--- Start ITEMS ---
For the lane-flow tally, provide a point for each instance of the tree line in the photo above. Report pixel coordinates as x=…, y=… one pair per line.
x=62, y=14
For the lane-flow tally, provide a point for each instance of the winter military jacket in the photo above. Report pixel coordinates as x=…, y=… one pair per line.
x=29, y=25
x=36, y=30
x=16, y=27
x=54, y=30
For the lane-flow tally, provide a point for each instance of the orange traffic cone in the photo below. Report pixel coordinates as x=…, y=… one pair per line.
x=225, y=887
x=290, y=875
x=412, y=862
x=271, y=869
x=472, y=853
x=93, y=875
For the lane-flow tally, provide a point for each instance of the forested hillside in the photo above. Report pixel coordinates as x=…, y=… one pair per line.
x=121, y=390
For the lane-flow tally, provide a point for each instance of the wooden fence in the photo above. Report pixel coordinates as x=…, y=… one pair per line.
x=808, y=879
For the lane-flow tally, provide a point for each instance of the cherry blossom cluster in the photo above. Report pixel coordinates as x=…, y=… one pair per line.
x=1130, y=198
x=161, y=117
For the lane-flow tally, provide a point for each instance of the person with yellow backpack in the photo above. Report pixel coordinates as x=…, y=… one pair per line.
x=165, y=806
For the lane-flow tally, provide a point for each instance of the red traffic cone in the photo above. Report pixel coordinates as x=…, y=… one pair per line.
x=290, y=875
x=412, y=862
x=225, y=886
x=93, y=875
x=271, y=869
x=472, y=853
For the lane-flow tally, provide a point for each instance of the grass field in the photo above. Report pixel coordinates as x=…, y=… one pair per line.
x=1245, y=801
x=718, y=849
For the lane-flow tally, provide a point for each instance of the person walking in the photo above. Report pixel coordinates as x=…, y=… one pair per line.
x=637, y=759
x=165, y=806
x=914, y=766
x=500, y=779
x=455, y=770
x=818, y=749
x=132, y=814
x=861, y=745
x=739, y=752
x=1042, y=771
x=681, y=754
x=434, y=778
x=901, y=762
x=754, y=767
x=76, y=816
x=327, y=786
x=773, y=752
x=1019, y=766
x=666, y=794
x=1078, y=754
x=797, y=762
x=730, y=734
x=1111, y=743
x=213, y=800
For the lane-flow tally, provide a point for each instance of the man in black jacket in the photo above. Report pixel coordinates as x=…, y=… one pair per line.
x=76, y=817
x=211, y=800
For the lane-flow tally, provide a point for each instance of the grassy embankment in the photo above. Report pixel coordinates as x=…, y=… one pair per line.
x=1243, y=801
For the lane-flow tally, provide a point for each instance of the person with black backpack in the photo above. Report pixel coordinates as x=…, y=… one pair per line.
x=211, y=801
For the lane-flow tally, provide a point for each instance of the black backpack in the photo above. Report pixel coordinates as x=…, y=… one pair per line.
--- End ITEMS ---
= SET EXERCISE =
Lay out all of the material above as a numbered list, leaving out any blank lines.

= RESPONSE TO THIS EXERCISE =
1. For the lane-flow tally, provide a point for each instance of the tree line in the photo above. Report pixel coordinates as x=…, y=… one pair per line.
2. x=62, y=14
3. For the lane-flow tally, provide a point for each instance of the winter military jacket in the photo above. Report pixel coordinates as x=…, y=… one pair per line.
4. x=29, y=25
5. x=36, y=30
6. x=16, y=27
7. x=54, y=30
8. For the lane-flow tally, provide a point for each instance of the orange traffic cone in the photo below. Report pixel coordinates as x=…, y=… one pair per line.
9. x=225, y=887
10. x=290, y=875
11. x=412, y=862
12. x=271, y=869
13. x=472, y=853
14. x=93, y=875
15. For the lane-flow tally, provide a point for each instance of the forested hillside in the photo above. Report pixel coordinates as x=…, y=… one pair per line.
16. x=121, y=390
17. For the lane-flow tally, provide a point for each instance of the wooden fence in the photo above. Report pixel coordinates as x=…, y=… one pair per line.
18. x=808, y=879
19. For the lane-flow tally, provide a point for each instance of the cherry blossom cluster in the photo above. Report pixel coordinates as x=…, y=… one pair per line.
20. x=1130, y=198
21. x=161, y=117
22. For the lane-flow tally, provide a point for each instance of the person with yellow backpack in the photo above. Report pixel coordinates as x=…, y=… one pair per line.
23. x=165, y=806
24. For the lane-flow tally, provide a point for each instance of the red traffic cone in the photo above. Report pixel coordinates as x=…, y=… one pair per line.
25. x=290, y=875
26. x=412, y=862
27. x=225, y=886
28. x=93, y=875
29. x=271, y=869
30. x=472, y=853
31. For the lane-flow tally, provide a point for each instance of the grass field in the photo above. Report pixel coordinates as x=…, y=… one pair per line.
32. x=1245, y=801
33. x=718, y=849
34. For the lane-flow tally, provide a point for each instance of the person walking in the photo above. Report pixel coordinates as x=…, y=… one pair per line.
35. x=637, y=759
36. x=165, y=806
37. x=914, y=766
38. x=500, y=779
39. x=455, y=770
40. x=818, y=749
41. x=132, y=814
42. x=861, y=745
43. x=739, y=752
44. x=1042, y=771
45. x=681, y=754
46. x=434, y=778
47. x=901, y=762
48. x=754, y=767
49. x=76, y=816
50. x=327, y=786
51. x=773, y=752
52. x=1019, y=766
53. x=666, y=794
54. x=1078, y=754
55. x=797, y=762
56. x=730, y=734
57. x=1111, y=743
58. x=213, y=800
59. For the lane-flow tally, provide a point for each instance of the man in black jacket in the photo above. Report pixel coordinates as x=…, y=… one pair per line.
60. x=76, y=817
61. x=211, y=800
62. For the lane-flow tally, provide a point for each instance of the grassy embankment in the photo above. Report pixel coordinates as x=…, y=… one pair per line.
63. x=1243, y=801
64. For the lane-flow tally, provide a point for each instance of the person with black backpack in the photo above. Report pixel coordinates as x=…, y=… one pair per line.
65. x=211, y=801
66. For the lane-flow tally, provide a point for each instance of the black backpack in the photo above. Report pixel coordinates as x=…, y=… one pair per line.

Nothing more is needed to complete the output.